* TO DO *
Line by line, retype the whole listing exactly.

* AVAILABLE DATA *
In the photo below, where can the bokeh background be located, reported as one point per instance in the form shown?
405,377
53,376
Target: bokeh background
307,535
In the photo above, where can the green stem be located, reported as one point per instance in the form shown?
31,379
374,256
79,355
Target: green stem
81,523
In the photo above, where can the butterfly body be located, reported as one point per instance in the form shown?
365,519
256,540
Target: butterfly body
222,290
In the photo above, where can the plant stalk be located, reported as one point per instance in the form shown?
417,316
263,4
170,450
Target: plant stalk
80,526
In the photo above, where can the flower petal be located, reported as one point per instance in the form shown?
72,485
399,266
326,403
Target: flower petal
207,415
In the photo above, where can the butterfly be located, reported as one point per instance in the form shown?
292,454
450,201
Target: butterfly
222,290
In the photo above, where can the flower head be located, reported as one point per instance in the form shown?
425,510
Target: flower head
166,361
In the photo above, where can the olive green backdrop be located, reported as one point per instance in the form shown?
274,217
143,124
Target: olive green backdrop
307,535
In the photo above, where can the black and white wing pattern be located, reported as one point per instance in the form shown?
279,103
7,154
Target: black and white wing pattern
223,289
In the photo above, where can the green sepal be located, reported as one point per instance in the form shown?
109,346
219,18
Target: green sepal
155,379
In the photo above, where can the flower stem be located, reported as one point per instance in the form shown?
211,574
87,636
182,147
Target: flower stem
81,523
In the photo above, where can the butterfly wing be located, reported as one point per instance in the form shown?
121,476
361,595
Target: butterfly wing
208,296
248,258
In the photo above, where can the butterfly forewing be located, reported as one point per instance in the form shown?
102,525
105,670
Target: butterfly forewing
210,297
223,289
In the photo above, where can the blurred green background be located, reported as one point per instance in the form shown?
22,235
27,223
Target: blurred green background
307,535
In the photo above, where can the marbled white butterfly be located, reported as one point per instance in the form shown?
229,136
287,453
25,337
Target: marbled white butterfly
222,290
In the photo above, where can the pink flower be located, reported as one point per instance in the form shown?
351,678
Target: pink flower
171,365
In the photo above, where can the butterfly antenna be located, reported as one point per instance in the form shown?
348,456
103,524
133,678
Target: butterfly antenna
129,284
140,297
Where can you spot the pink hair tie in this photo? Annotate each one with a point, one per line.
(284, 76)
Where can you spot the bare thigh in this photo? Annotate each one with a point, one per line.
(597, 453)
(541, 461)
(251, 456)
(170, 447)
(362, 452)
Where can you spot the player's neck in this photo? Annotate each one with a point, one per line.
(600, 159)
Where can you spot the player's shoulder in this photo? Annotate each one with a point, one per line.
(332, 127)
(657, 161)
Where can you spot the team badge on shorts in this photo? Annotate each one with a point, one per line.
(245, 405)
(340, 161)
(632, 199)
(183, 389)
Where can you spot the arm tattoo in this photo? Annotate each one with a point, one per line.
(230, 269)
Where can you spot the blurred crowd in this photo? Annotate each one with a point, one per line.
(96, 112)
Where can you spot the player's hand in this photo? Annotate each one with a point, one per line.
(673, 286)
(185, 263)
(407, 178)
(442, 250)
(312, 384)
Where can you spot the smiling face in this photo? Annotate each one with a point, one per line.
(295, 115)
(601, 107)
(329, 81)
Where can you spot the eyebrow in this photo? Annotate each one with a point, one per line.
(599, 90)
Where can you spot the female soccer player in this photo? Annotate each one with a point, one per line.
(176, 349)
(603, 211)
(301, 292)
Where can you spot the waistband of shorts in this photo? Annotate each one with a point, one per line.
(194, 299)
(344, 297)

* SOLUTION FOR THIS PROBLEM *
In the photo below, where can the bokeh background be located, reported as one point per instance in the form shown?
405,377
53,376
Target: bokeh background
307,535
In the photo above, where can the green stem be located, reported as one point per instance in the form shown?
31,379
374,256
79,355
Target: green stem
81,523
In the photo above, where can the butterfly body be located, reported as one point per instance in the form shown?
365,519
256,540
Target: butterfly body
222,290
In the photo above, where can the plant stalk be located, reported as one point per instance in the form shown?
417,316
263,4
170,450
Target: plant stalk
80,526
In the photo above, where can the flower petal be located, reported as one point per instance in the form shown?
72,485
399,266
326,403
Target: flower petal
207,415
In the photo above, where can the butterfly be located, reported as one point per instance in the form shown?
292,454
450,201
Target: butterfly
222,290
In the photo above, where can the flower head be located, reported as one point per instance in the form shown?
425,510
Target: flower head
166,361
In the photo above, where can the olive green backdrop be located, reported as one point per instance in the form shown?
274,217
143,124
Target: olive green backdrop
307,535
In the photo above, where can the black and white wing pattern be located, reported as one point per instance in the form shown?
279,103
7,154
Target: black and white wing pattern
223,289
In the photo above, where can the green sepal be located, reported as one point per instance in the form shown?
109,346
219,18
Target: green sepal
155,379
In the photo above, where can the flower stem be located, reported as one point per instance in the form shown?
211,574
87,636
182,147
Target: flower stem
81,523
In the photo above, where can the butterfly wing be located, reported as one point per instance in the form shown?
121,476
361,595
Target: butterfly wing
208,296
248,258
In the photo above, where can the butterfly forewing be located, reported as one point per instance in the form shown?
102,525
105,670
Target: butterfly forewing
210,297
223,289
In the photo above, where can the blurred green background be located, reported as one point per instance in the form shown?
22,235
27,223
Target: blurred green background
307,535
In the photo above, where can the marbled white butterfly be located, reported as one point per instance in the form shown?
229,136
287,453
25,337
Target: marbled white butterfly
222,290
In the photo above, where can the pink flower be located, reported as one point per instance in the form shown?
351,678
Target: pink flower
171,365
In the photo above, where can the butterfly antenna be located, reported as one point per instance in the form shown?
348,456
103,524
133,678
Target: butterfly antenna
129,284
140,297
Where can you spot the pink hair tie in this photo? Annotate each one with a point, one per line.
(284, 76)
Where can you spot the bare thigh in this photo? Annotate each one with a point, one per line.
(597, 453)
(541, 461)
(251, 456)
(170, 447)
(362, 452)
Where can you spot the player's neck in this photo? Annotate each one with a point, one per line.
(600, 159)
Where can you spot the player's shoulder in this photo? Annotate each one with a point, one per line.
(332, 127)
(657, 161)
Where can you spot the team badge on shorts in this photo? Annotate each one with a point, one per line.
(245, 405)
(340, 161)
(632, 199)
(183, 389)
Where can you spot the arm tattoo in this photo? Annotate each one with a point, one per line.
(230, 269)
Where can you spot the blurred crowd in this photo? Annotate each one with a point, one per line.
(96, 112)
Where can you spot the player's hand in this photo? Annotate each one with a point, one per line.
(673, 286)
(185, 263)
(407, 178)
(442, 250)
(312, 384)
Where can you spot the smiling face in this photo? Annotate each one with a point, one per line.
(295, 115)
(601, 107)
(329, 81)
Where can you spot the eyebrow in this photo? Annotate each one with a point, one per line.
(599, 90)
Where can you spot the female soccer player in this photo? Annotate each one with a point, one per line.
(176, 349)
(603, 211)
(301, 292)
Where can you spot the waistband of shorts in this photo? Annotate each one with a point, one per line.
(194, 299)
(344, 297)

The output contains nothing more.